## SOURCE EXTRACT
=====
# Phoenix Suns sign Eric Piatkowski



## ShuHanGuanYu (Feb 3, 2005)

http://www.azcentral.com/arizonarepublic/sports/articles/0703suns0703.html

Hmm, says they're still going after Lindsay Hunter or some other guys. Not a bad signing as long as he has that three stroke going.


----------



## rdm2 (Sep 17, 2005)

A buddy for Burke.


----------



## ShuHanGuanYu (Feb 3, 2005)

If Piatkowski can hit some threes, he will be of more value than Pat Burke. But yeah, he'll be on the bench most of the time. At least it's a bit of depth though.


----------



## Preacher (May 8, 2006)

Towski is a decent player. I've seen him play some, smart player good shooter. Didn't look like he could play better than average defense though.

I really think this team needs another athletic wing; another rangy player who can run the floor and finish on the break. I was hoping we'd address that in the draft...........


----------



## ShuHanGuanYu (Feb 3, 2005)

Preacher said:


> Towski is a decent player. I've seen him play some, smart player good shooter. Didn't look like he could play better than average defense though.
> 
> I really think this team needs another athletic wing; another rangy player who can run the floor and finish on the break. I was hoping we'd address that in the draft...........


I definitely agree there. Jumaine Jones is that player for me. He's more like a Tim Thomas than the guy you are wanting though. Runs well, has range, can't play a lick of defense (though he does try). Much like Tim Thomas but less a couple inches. This signing makes me think that it's Piatkowski plus Lindsay Hunter and that's it.


----------



## THE'clip'SHOW (Sep 24, 2002)

I think its a great signing for you guys and your system. Pike can nail three's with the best of em. Man this means I'm gonna have to follow the suns again next year!


----------



## Preacher (May 8, 2006)

ShuHanGuanYu said:


> I definitely agree there. Jumaine Jones is that player for me. He's more like a Tim Thomas than the guy you are wanting though. Runs well, has range, can't play a lick of defense (though he does try). Much like Tim Thomas but less a couple inches. This signing makes me think that it's Piatkowski plus Lindsay Hunter and that's it.


I'm ok with another Tim Thomas type player. The thing is we NEED another athlete. I think we have to have a player other than Shawn who can guard a couple positions and still create mismatches on offense. Josh Howard killed us in the WCF, we needed Marion to guard him and Dirk. I think we need another athlete. Thats what killed me when we sold our last pick in the first round. I would've loved to grab a Hassan Adams type player, freakish athlete who thrives in the open court and is a very good defender. Still makes me mad.

Anyway what do you think of Piatokowski?


----------



## BootyKing (Apr 7, 2005)
=====
## REQUIREMENT 1
In the Piatkowski signing thread, condense the paragraph beginning "I'm ok with another Tim Thomas type player" into a short bulleted list that keeps its main points.
## REQUIREMENT 2
Pick up the forum thread on the Piatkowski signing from the point where it stops, and write what comes next.

## LISTING
=====
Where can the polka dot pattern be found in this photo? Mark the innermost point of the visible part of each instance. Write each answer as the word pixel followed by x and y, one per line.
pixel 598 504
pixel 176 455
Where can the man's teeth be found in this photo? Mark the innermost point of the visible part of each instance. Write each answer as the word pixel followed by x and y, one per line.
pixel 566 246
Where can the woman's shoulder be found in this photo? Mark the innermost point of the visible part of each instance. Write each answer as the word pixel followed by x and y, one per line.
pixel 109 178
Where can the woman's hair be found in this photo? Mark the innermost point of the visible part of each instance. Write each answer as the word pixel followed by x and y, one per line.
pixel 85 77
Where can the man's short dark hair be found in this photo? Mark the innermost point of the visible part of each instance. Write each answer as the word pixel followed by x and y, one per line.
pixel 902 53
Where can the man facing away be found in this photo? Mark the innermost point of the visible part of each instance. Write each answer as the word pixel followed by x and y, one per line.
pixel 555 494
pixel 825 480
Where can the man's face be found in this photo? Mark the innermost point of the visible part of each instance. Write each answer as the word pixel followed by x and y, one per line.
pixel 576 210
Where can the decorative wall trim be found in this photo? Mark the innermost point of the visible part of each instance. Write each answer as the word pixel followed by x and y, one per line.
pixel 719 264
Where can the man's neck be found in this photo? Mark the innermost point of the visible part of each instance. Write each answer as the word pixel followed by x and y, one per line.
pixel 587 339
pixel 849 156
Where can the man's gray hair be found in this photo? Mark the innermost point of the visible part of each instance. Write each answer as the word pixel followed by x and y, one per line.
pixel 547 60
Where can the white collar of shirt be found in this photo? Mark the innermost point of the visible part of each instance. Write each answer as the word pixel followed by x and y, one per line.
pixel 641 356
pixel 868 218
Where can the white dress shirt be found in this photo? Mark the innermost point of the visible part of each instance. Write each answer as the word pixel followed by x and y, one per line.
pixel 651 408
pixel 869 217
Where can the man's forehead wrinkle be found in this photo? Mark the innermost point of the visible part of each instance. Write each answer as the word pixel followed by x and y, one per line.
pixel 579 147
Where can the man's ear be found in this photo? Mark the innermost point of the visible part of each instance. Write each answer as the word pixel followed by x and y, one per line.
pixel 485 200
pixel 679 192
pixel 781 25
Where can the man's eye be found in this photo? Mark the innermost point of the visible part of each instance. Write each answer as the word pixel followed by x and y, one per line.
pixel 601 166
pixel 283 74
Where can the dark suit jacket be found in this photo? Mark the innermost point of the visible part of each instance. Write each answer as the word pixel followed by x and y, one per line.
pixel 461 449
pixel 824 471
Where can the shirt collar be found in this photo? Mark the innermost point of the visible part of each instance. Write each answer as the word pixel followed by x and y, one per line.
=====
## TASK OUTPUT 1
- The poster is fine with another Tim Thomas–type player, but says the team needs another athlete.
- The team needs a player other than Shawn who can guard a couple of positions and still create mismatches on offense.
- Josh Howard hurt the team in the WCF, when Marion was needed to guard both him and Dirk.
- Selling the last first-round pick frustrated the poster, who would have liked a Hassan Adams–type player: a freakish athlete who thrives in the open court and is a very good defender.
- It still makes the poster mad.

## TASK OUTPUT 2
I think this is a good signing for the Vet Min. If he can go out there n shoot a few threes now n then great. Hes a good shooter but he wont to much else. Now the Suns should sign Hunter or Blake and sign Sato


----------



## Lukasbmw (Jul 30, 2004)

Whoop de freaking do.

I'm starting to think TT was worth $24 million.


----------



## BootyKing (Apr 7, 2005)

lol. I just realised Piatowski's contract is the same size as the #21 pick. YAY


----------



## bircan (Jul 17, 2005)

good signing by suns. we got screwed by another free agent again this year, shame, but we will probably try to sign the best fit for our team. Piatkowski might turn out a significant factor in some games - who knows. I'd rather have him waiting for shots on the bench at 15mpg, than to not have him.

Still need an atheletic player now. And Hunter might be decent for us at PG also at 15mpg. Keep House though!


----------



## Dissonance (Jul 21, 2004)

Lukasbmw said:


> Whoop de freaking do.
> 
> I'm starting to think TT was worth $24 million.



That wouldn't be smart. We would've gotten into tax land if they had. At least this way we can 2 players instead of one though. Not that I am thrilled about this deal. I'm indifferent to it.


----------



## ShuHanGuanYu (Feb 3, 2005)

Lukasbmw said:


> Whoop de freaking do.
> 
> I'm starting to think TT was worth $24 million.


How do you pay someone $6 million per year who is barely going to get minutes? He played 24 minutes per game last season and that was without Kurt Thomas and Amare Stoudemire in the lineup. In the playoffs it was 32. We are adding 34-36 minutes for Amare Stoudemire and 24 minutes for Kurt Thomas.


----------



## ShuHanGuanYu (Feb 3, 2005)

Preacher said:


> I'm ok with another Tim Thomas type player. The thing is we NEED another athlete. I think we have to have a player other than Shawn who can guard a couple positions and still create mismatches on offense. Josh Howard killed us in the WCF, we needed Marion to guard him and Dirk. I think we need another athlete. Thats what killed me when we sold our last pick in the first round. I would've loved to grab a Hassan Adams type player, freakish athlete who thrives in the open court and is a very good defender. Still makes me mad.
> 
> Anyway what do you think of Piatokowski?


The bad thing is that there aren't really any players in the free agent market that fit that mold and would work on the Suns. There's Trevor Ariza, but he sucks on offense other than dunking. Rasual Butler is a long defender, but he's out of our range. Qyntel Woods probably fits it best, but he hasn't shown he's ready for the NBA. Howard also killed us because we had noone at the basket to stop him. With the new rules in the NBA (no contact at all), you aren't really going to find anyone who can stop Howard. The best addition is the size and length of Kurt Thomas and Amare Stoudemire affecting his shot when he drives.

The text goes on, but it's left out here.